--- Task ---
How many of the lines below contain the string "bowl"? Matching is case-sensitive. Reply with the number alone.
========================
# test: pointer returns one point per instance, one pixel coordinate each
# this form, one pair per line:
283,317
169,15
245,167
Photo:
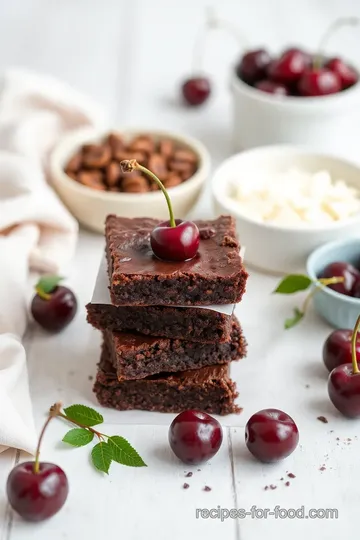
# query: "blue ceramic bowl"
339,310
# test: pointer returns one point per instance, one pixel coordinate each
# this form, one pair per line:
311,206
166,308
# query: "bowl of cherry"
339,304
295,97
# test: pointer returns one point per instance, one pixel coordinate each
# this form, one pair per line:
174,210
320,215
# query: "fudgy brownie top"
128,245
132,342
191,377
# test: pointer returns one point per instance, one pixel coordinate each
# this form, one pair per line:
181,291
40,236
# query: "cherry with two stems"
344,382
337,349
172,240
330,77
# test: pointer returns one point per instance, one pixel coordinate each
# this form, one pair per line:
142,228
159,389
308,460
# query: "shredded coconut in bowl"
295,198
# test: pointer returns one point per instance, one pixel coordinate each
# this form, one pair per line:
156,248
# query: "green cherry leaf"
48,283
78,437
293,283
124,453
84,415
101,456
293,321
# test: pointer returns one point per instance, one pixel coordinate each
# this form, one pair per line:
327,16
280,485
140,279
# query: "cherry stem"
54,411
324,282
129,165
42,294
97,433
339,23
212,23
353,347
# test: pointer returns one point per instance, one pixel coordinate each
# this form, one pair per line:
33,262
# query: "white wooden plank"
333,488
134,503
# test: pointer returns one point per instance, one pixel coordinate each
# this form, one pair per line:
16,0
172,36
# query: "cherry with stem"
172,240
38,490
344,382
330,77
197,88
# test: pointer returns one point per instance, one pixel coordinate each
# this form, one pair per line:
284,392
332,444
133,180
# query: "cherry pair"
270,435
341,353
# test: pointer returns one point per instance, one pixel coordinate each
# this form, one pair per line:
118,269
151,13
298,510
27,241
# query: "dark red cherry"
319,82
57,312
196,90
337,349
347,75
345,270
272,87
271,435
37,496
289,67
178,243
195,436
253,65
356,289
344,390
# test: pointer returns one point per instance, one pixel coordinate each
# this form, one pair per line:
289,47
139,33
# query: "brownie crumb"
207,233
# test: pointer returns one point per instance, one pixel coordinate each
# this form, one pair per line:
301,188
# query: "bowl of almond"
85,171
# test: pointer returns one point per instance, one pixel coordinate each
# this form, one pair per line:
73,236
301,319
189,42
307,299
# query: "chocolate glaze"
218,254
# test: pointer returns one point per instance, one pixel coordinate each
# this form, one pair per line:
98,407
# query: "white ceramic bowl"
91,206
271,247
325,124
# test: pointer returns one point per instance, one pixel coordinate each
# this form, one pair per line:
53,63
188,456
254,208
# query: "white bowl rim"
325,248
275,149
83,135
288,101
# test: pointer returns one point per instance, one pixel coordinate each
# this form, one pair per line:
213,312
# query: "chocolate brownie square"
208,389
192,324
215,275
135,356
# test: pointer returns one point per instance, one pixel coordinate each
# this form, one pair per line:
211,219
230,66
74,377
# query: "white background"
130,56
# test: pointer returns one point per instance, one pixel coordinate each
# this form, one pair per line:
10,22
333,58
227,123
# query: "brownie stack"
161,351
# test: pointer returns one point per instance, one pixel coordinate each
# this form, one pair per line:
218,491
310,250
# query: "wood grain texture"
131,56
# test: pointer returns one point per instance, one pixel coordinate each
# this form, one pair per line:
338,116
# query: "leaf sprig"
294,283
108,449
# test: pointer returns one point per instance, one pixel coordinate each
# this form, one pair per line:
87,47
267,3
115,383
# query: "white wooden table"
130,56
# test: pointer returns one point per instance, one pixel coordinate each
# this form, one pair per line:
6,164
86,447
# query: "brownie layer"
207,389
192,324
135,356
215,275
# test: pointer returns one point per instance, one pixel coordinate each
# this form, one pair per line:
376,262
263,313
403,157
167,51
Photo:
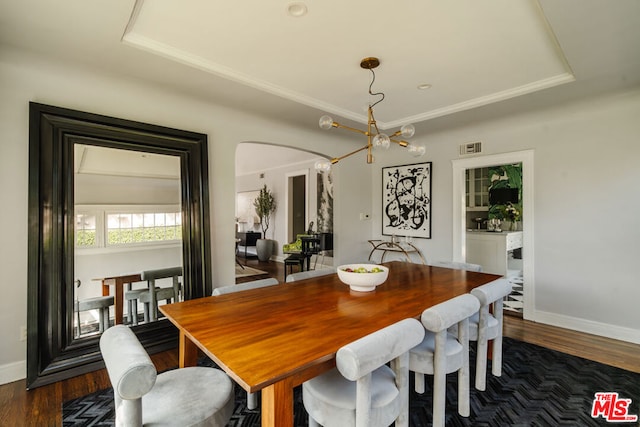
========================
--- Output ---
6